BEGIN Supplied records

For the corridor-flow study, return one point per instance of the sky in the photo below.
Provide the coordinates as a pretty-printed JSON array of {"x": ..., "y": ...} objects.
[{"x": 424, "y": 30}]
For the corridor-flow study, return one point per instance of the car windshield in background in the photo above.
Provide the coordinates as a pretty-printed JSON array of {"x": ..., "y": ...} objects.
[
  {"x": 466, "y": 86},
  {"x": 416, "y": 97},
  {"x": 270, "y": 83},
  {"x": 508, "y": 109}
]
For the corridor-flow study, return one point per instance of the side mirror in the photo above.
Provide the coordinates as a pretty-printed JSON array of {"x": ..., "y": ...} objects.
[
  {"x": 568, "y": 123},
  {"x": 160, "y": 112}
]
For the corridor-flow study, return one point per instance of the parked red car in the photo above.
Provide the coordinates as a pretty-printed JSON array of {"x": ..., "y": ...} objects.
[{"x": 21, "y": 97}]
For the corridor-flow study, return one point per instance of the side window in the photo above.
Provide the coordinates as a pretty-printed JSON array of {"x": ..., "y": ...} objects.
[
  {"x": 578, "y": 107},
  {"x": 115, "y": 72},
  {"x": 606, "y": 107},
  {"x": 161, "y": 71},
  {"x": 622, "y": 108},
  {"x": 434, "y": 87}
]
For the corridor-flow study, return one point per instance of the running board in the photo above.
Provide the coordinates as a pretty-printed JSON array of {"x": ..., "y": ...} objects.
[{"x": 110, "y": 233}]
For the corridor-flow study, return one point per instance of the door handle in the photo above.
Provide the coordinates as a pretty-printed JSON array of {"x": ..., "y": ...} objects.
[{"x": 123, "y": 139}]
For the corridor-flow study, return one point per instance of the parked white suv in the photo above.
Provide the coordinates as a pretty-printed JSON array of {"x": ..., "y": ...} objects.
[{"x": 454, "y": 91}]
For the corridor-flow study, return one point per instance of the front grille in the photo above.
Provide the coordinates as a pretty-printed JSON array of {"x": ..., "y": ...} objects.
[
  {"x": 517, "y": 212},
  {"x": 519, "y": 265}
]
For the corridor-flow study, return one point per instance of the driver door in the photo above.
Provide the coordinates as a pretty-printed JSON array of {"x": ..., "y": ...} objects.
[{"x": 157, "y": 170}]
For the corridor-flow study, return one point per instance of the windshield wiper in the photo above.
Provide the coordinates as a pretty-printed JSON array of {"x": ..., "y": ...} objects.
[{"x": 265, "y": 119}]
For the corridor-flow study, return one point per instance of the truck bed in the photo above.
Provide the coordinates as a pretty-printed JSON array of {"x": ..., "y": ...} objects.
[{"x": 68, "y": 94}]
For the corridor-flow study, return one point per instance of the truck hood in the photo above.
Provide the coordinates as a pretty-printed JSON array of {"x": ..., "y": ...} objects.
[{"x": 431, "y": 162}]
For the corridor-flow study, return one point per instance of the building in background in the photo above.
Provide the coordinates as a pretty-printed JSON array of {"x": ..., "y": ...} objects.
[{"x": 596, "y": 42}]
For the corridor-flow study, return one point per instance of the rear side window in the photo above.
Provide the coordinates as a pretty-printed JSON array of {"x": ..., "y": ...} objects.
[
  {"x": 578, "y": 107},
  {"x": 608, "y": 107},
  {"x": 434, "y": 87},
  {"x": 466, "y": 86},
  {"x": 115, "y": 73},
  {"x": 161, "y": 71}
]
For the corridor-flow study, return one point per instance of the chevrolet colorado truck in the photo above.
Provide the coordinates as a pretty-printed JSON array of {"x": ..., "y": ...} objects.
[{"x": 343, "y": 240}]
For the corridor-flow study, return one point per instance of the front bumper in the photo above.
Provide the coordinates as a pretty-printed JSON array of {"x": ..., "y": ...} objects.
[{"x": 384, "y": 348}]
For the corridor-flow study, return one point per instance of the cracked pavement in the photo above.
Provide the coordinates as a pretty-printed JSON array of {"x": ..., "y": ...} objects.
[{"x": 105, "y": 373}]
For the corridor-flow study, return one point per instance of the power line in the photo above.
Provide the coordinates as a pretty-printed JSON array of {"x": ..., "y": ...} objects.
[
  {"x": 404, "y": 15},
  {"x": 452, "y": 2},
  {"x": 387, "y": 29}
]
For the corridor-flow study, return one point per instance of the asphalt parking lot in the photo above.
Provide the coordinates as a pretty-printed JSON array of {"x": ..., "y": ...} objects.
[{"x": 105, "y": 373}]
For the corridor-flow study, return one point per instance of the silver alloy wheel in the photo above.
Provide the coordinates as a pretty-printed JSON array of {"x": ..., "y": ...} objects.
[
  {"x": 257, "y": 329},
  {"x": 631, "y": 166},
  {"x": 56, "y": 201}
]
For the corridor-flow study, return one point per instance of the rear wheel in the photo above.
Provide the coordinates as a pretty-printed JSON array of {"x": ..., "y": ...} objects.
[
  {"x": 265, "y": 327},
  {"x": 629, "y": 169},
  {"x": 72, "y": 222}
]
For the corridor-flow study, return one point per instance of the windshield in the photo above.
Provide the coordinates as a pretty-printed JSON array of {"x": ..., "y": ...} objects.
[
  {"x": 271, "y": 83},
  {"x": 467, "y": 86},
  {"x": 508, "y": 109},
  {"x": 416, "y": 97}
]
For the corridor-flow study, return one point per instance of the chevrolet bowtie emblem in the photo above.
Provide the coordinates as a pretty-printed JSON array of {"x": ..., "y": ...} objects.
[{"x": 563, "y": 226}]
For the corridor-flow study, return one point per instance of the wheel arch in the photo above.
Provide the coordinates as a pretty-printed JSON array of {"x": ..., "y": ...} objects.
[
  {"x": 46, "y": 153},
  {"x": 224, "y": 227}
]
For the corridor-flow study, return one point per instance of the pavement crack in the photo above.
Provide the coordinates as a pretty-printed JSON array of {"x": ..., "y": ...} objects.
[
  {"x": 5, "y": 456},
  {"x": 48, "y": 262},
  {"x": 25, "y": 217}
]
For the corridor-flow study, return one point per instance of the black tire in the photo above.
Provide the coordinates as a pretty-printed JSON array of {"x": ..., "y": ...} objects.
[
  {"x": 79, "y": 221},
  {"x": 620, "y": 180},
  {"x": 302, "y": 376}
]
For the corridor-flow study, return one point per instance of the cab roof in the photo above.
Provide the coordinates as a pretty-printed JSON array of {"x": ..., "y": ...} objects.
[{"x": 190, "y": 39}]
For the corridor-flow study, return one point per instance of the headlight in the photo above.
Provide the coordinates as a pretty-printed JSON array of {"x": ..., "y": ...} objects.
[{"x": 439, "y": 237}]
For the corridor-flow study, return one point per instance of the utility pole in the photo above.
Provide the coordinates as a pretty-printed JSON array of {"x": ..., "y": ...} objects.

END Supplied records

• [Request]
Reproduce every item above word for word, keeping each line as it stands.

• [Completed exercise]
For the corridor-flow study, return one point per instance of the sky in the photo below.
Provide the coordinates as a pretty-printed JSON array of {"x": ..., "y": ...} objects.
[{"x": 424, "y": 30}]
For the corridor-flow study, return one point per instance of the car windshield in background in the photo above.
Provide the coordinates as a pretty-printed JSON array of {"x": ..., "y": ...} objects.
[
  {"x": 466, "y": 86},
  {"x": 416, "y": 97},
  {"x": 270, "y": 83},
  {"x": 508, "y": 109}
]
For the corridor-flow study, return one point per instance of the side mirror in the photo above.
Provide the coordinates as a pretty-printed JSON array of {"x": ..., "y": ...} objects.
[
  {"x": 568, "y": 123},
  {"x": 160, "y": 112}
]
For the corridor-flow study, return one point per instance of the parked red car in the photo above.
Provide the coordinates as a pretty-printed JSON array of {"x": ..., "y": ...} objects.
[{"x": 21, "y": 97}]
For the corridor-flow study, return one point per instance of the side window in the photo above.
Provide the coordinates as a pretty-printed JSON array of {"x": ..., "y": ...} objects.
[
  {"x": 578, "y": 107},
  {"x": 115, "y": 72},
  {"x": 606, "y": 107},
  {"x": 161, "y": 71},
  {"x": 622, "y": 108},
  {"x": 434, "y": 87}
]
For the corridor-flow study, return one point per instance of the running board in the photo above.
Provide the coordinates as a pretty-printed JSON array of {"x": ..., "y": ...} objects.
[{"x": 110, "y": 233}]
For the corridor-flow study, return one point per instance of the door handle in the photo above.
Provide the coordinates as a pretty-printed JSON array of {"x": ..., "y": ...} objects.
[{"x": 123, "y": 139}]
For the corridor-flow study, return one point per instance of the parked white suv in the photo above.
Provide the coordinates as a pretty-printed JSON array of {"x": ..., "y": ...} objects.
[{"x": 454, "y": 91}]
For the corridor-flow study, return one point per instance of the front grille in the photo above.
Provide the coordinates as a pretty-printed JSON array of {"x": ..., "y": ...} objects.
[
  {"x": 517, "y": 212},
  {"x": 519, "y": 265}
]
For the corridor-flow study, return one point per instance of the driver door in the photo above.
Provide the coordinates as a pretty-printed JSON array of {"x": ..., "y": ...} objects.
[{"x": 157, "y": 170}]
For the corridor-flow study, return one point per instance of the windshield wiper in the photo above.
Provide the coordinates as a pretty-printed JSON array of {"x": ..., "y": ...} objects.
[{"x": 265, "y": 119}]
For the corridor-flow study, return one point per instance of the truck bed in the photo above.
Provide the coordinates as a pretty-printed JSON array of {"x": ..., "y": ...} objects.
[{"x": 68, "y": 94}]
For the corridor-flow study, return one point per instance of the truck hood in the photo above.
Provide the coordinates as a pretty-printed JSON array of {"x": ..., "y": ...} objects.
[{"x": 431, "y": 162}]
For the corridor-flow study, return one point per instance of the building in background in the photo above.
Provide the coordinates as a pretty-printed JSON array of {"x": ..., "y": ...} objects.
[{"x": 596, "y": 42}]
For the corridor-flow study, return one point per instance of the rear side window in the photo above.
Provide the coordinates as a pretty-printed JSON array of {"x": ..., "y": ...} objects.
[
  {"x": 578, "y": 107},
  {"x": 608, "y": 107},
  {"x": 434, "y": 87},
  {"x": 466, "y": 86},
  {"x": 115, "y": 73},
  {"x": 161, "y": 71}
]
For the corridor-flow study, return one point per instance of the chevrolet colorado truck in the photo above.
Provide the coordinates as a pretty-printed JSON array of {"x": ..., "y": ...} objects.
[{"x": 343, "y": 240}]
For the corridor-flow study, return one point per instance of the front bumper in the photo above.
Provide the coordinates as a pretty-printed JSON array of {"x": ..., "y": ...} objects.
[{"x": 384, "y": 348}]
For the corridor-flow study, return one point per instance of the cracked pavement in the photo above.
Provide the coordinates as a pretty-printed JSON array of {"x": ..., "y": ...} objects.
[{"x": 105, "y": 373}]
For the corridor-flow study, return one point per instance of the power line in the photo above.
Provide the coordinates as a pretty-printed JSON array of {"x": ..., "y": ...} objects.
[
  {"x": 404, "y": 15},
  {"x": 452, "y": 2},
  {"x": 387, "y": 29}
]
For the corridor-flow study, return one point per instance of the asphalt parking lot in the photo above.
Provide the coordinates as a pretty-printed JSON array of {"x": ..., "y": ...} objects.
[{"x": 105, "y": 373}]
For the corridor-flow study, return one point per instance of the silver alloy wheel in the photo above.
Provide the coordinates as a pretty-printed JSON array of {"x": ..., "y": ...} objects.
[
  {"x": 257, "y": 329},
  {"x": 631, "y": 166},
  {"x": 56, "y": 201}
]
For the corridor-flow study, return one point per instance of the rear wheel in the photo above.
Provide the coordinates as a pretty-printed JSON array of {"x": ..., "y": ...} objects.
[
  {"x": 265, "y": 327},
  {"x": 629, "y": 169},
  {"x": 72, "y": 222}
]
For the corridor-flow study, return one point per instance of the windshield in the photo above.
Provide the coordinates as a pretty-printed JSON array of {"x": ..., "y": ...} objects.
[
  {"x": 271, "y": 83},
  {"x": 467, "y": 86},
  {"x": 508, "y": 109},
  {"x": 416, "y": 97}
]
For the corridor-flow study, return one point per instance of the chevrolet bowtie emblem in the photo above.
Provide the coordinates as a pretty-printed JSON array of {"x": ..., "y": ...} objects.
[{"x": 563, "y": 226}]
For the corridor-flow study, return one point per instance of the wheel arch in the photo above.
Provide the coordinates as a pretty-printed JSON array of {"x": ..., "y": ...} objects.
[
  {"x": 46, "y": 153},
  {"x": 224, "y": 227}
]
For the corridor-flow study, return one point per instance of the pavement crack in the photo above.
Provide the coordinates as a pretty-printed JSON array of {"x": ..., "y": ...} objects.
[
  {"x": 5, "y": 456},
  {"x": 48, "y": 262},
  {"x": 25, "y": 217}
]
For the corridor-flow study, return one point per instance of the black tire in the photo above.
Provide the coordinates as a pretty-printed JSON array of {"x": ..., "y": ...} objects.
[
  {"x": 79, "y": 221},
  {"x": 620, "y": 180},
  {"x": 302, "y": 376}
]
For the corridor-flow study, return one point per instance of the cab roof in the photo above.
Provide the coordinates as a pretty-printed JSON array of {"x": ..., "y": ...} objects.
[{"x": 190, "y": 39}]
For the corridor-flow study, return one point per instance of the headlight in the photo above.
Provide the coordinates as a pretty-printed JSON array of {"x": ..., "y": ...} objects.
[{"x": 439, "y": 237}]
For the corridor-flow study, return one point per instance of the utility pole in the photo above.
Provide the coordinates as a pretty-printed JSON array of {"x": ..., "y": ...} objects.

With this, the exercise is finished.